• The task: Give every line back verbatim, dropping all images.

• Listed entries:
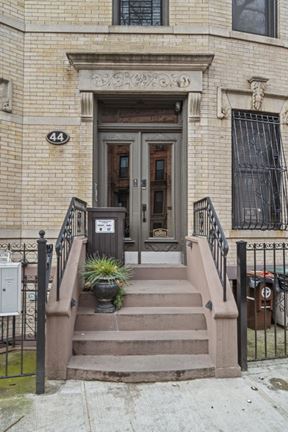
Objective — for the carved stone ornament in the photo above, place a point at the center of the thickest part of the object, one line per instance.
(194, 106)
(222, 110)
(6, 91)
(86, 106)
(140, 79)
(258, 86)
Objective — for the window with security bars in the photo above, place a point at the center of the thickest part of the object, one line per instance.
(259, 172)
(255, 16)
(140, 12)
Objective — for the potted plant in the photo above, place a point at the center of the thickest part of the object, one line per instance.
(106, 277)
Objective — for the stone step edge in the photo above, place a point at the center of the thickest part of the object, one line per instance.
(130, 368)
(147, 310)
(139, 335)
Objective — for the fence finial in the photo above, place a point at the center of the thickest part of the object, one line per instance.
(41, 233)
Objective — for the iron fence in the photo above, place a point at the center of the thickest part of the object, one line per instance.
(18, 333)
(262, 297)
(207, 224)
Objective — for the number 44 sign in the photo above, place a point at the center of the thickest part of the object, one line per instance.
(57, 137)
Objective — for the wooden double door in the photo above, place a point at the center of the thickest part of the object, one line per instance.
(142, 172)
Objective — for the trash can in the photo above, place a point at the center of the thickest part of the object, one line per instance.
(106, 232)
(260, 291)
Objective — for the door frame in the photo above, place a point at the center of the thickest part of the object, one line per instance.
(129, 130)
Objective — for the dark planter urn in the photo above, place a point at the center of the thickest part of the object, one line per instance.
(105, 291)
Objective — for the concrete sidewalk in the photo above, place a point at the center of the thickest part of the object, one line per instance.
(258, 401)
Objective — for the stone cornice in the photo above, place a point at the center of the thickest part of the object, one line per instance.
(133, 61)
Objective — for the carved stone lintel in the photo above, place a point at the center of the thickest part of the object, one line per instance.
(258, 86)
(140, 81)
(6, 94)
(222, 111)
(87, 106)
(194, 107)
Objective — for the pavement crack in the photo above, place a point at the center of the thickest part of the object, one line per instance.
(13, 424)
(86, 408)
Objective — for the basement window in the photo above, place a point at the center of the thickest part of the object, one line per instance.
(140, 12)
(259, 172)
(255, 16)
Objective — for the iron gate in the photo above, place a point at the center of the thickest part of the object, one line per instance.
(262, 298)
(19, 335)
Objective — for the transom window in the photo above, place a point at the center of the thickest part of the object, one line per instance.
(259, 172)
(140, 12)
(255, 16)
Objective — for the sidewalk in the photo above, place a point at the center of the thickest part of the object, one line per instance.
(258, 401)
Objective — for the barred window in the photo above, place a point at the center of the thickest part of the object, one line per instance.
(140, 12)
(259, 172)
(255, 16)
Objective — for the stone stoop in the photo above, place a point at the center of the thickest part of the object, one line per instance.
(160, 334)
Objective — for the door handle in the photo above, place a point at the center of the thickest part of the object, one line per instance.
(144, 209)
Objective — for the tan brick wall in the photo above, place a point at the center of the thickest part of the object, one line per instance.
(11, 68)
(12, 8)
(51, 175)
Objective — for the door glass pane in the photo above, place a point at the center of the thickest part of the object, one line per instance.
(161, 205)
(119, 179)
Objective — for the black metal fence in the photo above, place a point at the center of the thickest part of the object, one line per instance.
(207, 224)
(74, 225)
(262, 297)
(19, 333)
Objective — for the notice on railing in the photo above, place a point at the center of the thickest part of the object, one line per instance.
(105, 226)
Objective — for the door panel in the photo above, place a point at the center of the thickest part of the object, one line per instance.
(141, 172)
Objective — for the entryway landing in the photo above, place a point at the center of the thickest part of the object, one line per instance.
(159, 334)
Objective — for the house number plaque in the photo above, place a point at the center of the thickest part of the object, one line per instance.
(57, 137)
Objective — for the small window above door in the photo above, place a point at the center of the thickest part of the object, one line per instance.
(140, 12)
(255, 16)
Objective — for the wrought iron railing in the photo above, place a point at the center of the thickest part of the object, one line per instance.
(262, 299)
(207, 224)
(74, 225)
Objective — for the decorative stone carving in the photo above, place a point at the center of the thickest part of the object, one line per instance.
(87, 106)
(6, 92)
(194, 106)
(140, 80)
(258, 87)
(222, 111)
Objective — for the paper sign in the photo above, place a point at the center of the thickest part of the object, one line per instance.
(105, 226)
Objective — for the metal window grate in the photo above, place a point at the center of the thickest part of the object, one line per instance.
(141, 12)
(259, 172)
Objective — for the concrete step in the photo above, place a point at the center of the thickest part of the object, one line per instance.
(159, 271)
(148, 368)
(142, 318)
(144, 293)
(140, 342)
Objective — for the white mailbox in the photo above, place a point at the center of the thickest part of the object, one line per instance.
(10, 288)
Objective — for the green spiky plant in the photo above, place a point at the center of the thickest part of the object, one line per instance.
(109, 269)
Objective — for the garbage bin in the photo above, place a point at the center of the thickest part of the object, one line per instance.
(260, 291)
(282, 300)
(106, 232)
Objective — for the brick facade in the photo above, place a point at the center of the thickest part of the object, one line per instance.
(38, 180)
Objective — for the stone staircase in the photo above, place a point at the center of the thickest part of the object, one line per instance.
(160, 333)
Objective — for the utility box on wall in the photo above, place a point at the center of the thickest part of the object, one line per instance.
(10, 288)
(106, 231)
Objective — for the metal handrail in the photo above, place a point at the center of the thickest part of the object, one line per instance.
(74, 224)
(207, 224)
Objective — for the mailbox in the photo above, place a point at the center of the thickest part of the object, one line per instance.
(260, 300)
(10, 288)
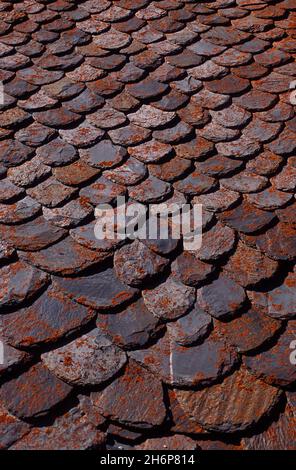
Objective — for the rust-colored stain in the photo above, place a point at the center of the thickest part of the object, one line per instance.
(159, 101)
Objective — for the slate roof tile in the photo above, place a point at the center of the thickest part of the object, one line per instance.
(166, 101)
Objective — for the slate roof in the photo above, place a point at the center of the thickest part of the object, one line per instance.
(146, 345)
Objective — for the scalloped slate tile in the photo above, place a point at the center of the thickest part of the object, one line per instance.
(191, 328)
(12, 429)
(34, 393)
(217, 242)
(250, 331)
(247, 218)
(250, 267)
(222, 298)
(64, 258)
(169, 300)
(282, 299)
(19, 283)
(51, 317)
(190, 270)
(57, 153)
(145, 411)
(90, 359)
(14, 153)
(273, 365)
(31, 236)
(130, 328)
(135, 264)
(101, 291)
(62, 435)
(246, 401)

• Correct result:
Objective — for the carved stone ornament in the photo above, place a point at the center of the thickest part of the object, one line per instance.
(194, 106)
(222, 110)
(6, 91)
(86, 106)
(140, 79)
(258, 86)
Objective — for the window with security bars in the photo above, place a point at the center of the thickest part of the object, one line per instance.
(259, 172)
(255, 16)
(140, 12)
Objective — for the potted plant in the photo above, place a point at the center of the thickest part of the object, one line per instance.
(106, 277)
Objective — for the stone step edge in the photo above, place a point at the center of the thickest part of the object, one line per instance.
(130, 368)
(147, 310)
(139, 335)
Objective — for the fence finial in the photo above, place a point at the center of the thickest part of the object, one line per instance.
(41, 233)
Objective — for the iron fence in the photo above, place a point at the center of the thickest part of the object, one line per instance.
(18, 333)
(262, 297)
(207, 224)
Objective — for the number 44 sign in the photo above, place a point at the center of the thickest part of the object, one line per instance.
(57, 137)
Objective — for the wooden double door in the photo above, place a point at the center of the thickest part of the object, one line per instance.
(142, 172)
Objective — for the trash can in the photo above, place a point at the center of the thickest part of the object, one line per instance.
(106, 232)
(260, 291)
Objective — for the door frame in the photo above, place a point at the center of the thickest part of the object, one line per instance.
(129, 130)
Objective — for the dark planter urn in the photo above, place a point at the center of the thickest part of the object, one line per instance.
(105, 291)
Objective — for the concrete sidewalk in the photo above, place a point at the center of the thickest part of the object, one line per instance.
(258, 401)
Objective — for the stone cornice in the photo above, place a point at the center of the thickest part of the object, one line per instance.
(133, 61)
Objective — for the carved stone lintel in the photo above, place a point at the center of the thickest part of the object, one line per instance.
(258, 86)
(140, 81)
(6, 94)
(222, 111)
(87, 106)
(194, 107)
Objective — for the pavement crack in the photo above, place a point at the center of the thickest part of the object, one line per instance.
(13, 424)
(86, 408)
Objective — for the basement window in the photo above, place a point at the center of the thickest part of the object, one line per instance.
(140, 12)
(259, 172)
(255, 16)
Objective — for the iron gate in the photo above, place a point at the center of the thickest part of the object, one line per instance.
(262, 298)
(19, 335)
Objective — for the transom window in the photo above, place a point at the center of the thickest part of the object, one line per instance.
(259, 172)
(140, 12)
(255, 16)
Objective — for the sidewalk in the photo above, place a point at the center of the thickest part of the object, one line per instance.
(258, 401)
Objective — for the barred window in the photo above, place a point at the center of the thickest part of the object, one line per instance.
(140, 12)
(259, 172)
(255, 16)
Objective — for the stone stoop in the photo above, place a point at the center of the thickest part of the object, one line per instance.
(160, 334)
Objective — for the door handle in the photo above, place a point at the center of the thickest part of the object, one line per instance.
(144, 209)
Objective — for the tan brick wall in the photo above, place a point at the center of the thickest part of the object, one line per instance.
(11, 68)
(12, 8)
(51, 175)
Objective — for the door glass pane in the photo above, place a point at the center of the thickest part of the object, one line per instance.
(161, 205)
(119, 179)
Objective — for the black metal fence in the photo above, place a point at the center of the thickest part of the object, one line per instance.
(207, 224)
(74, 225)
(262, 297)
(19, 333)
Objective — for the notice on railing in the photo above, place a point at the center of the thickest part of the object, one line per instance.
(105, 226)
Objective — for the door panel in the photo above, place a point at the center of the thickest part of the object, one line per instance.
(141, 172)
Objective — for the entryway landing in the photo above, place a point at the center of the thickest part of the object, one line per instance.
(159, 334)
Objective — for the house number plaque in the photo above, place a point at the center of the thickest part of the object, one line per instance.
(57, 137)
Objective — for the small window above door in the photo above, place a point at the center of the thickest part of the object, one line per instance.
(140, 12)
(255, 16)
Objective — for the wrought iron railing in the photo above, place a point at the center of the thickest part of the object, one line per instance.
(262, 299)
(207, 224)
(74, 225)
Objective — for the decorative stone carving in the photo above, place a point at the center of the thickest part of the object, one line per instance.
(87, 106)
(6, 92)
(194, 106)
(140, 80)
(258, 87)
(222, 111)
Objective — for the paper sign in the photo above, place a point at the center of the thickest part of the object, one line per instance.
(105, 226)
Objective — for the metal window grate in the photo above, place a point at the center of the thickest part of the object, one line per instance.
(141, 12)
(259, 172)
Objective — for the concrete step in the photo above, place a point at the center of the thickest part of the object, one line per instance.
(159, 271)
(148, 368)
(142, 318)
(144, 293)
(140, 342)
Objective — for the white mailbox in the photo above, place a point at the center of the thickest part of the object, one line per instance.
(10, 288)
Objective — for the green spiky plant in the photo above, place a point at the center of the thickest part of the object, one line per instance.
(109, 269)
Objective — for the garbage bin in the photo above, place a point at the center of the thickest part of the object, one line per instance.
(260, 291)
(282, 300)
(106, 232)
Objective — for the brick facade in the photo above, place a point at the center of the thickest part of the object, one line per instance.
(38, 180)
Objective — for the stone staircase in the photo above, place a point at the center of the thickest part of the object, one line per instance.
(160, 333)
Objective — for the utility box on wall in the photo above, place a point at the center of the thickest part of the object, one line per instance.
(10, 288)
(106, 231)
Objective — for the metal handrail in the photo above, place a point at the center of the thickest part of the object, one line per instance.
(74, 224)
(207, 224)
Objective — for the mailbox in the photo above, place a point at the center of the thickest part of the object, one line per instance.
(260, 300)
(10, 288)
Objective — for the rust-colored stain in the photo above, place a point at the center of the thickest part of the object, one line per instance.
(159, 101)
Objective — for the slate roof tile in the photo above, place a point at the center of the thickest part of the object, one line per instance.
(166, 101)
Objective — for the slate roof in the photo above, place a point at the center of the thickest part of the object, one line per instance.
(146, 345)
Objective — for the scalloped slate tile in the photo above, place a point at the center of the thickest part of the object, one line per instance.
(191, 328)
(12, 429)
(34, 393)
(217, 242)
(250, 331)
(247, 218)
(250, 267)
(222, 298)
(64, 258)
(169, 300)
(282, 299)
(19, 283)
(51, 317)
(190, 270)
(57, 153)
(145, 411)
(90, 359)
(14, 153)
(273, 365)
(31, 236)
(130, 328)
(135, 264)
(101, 291)
(62, 435)
(246, 401)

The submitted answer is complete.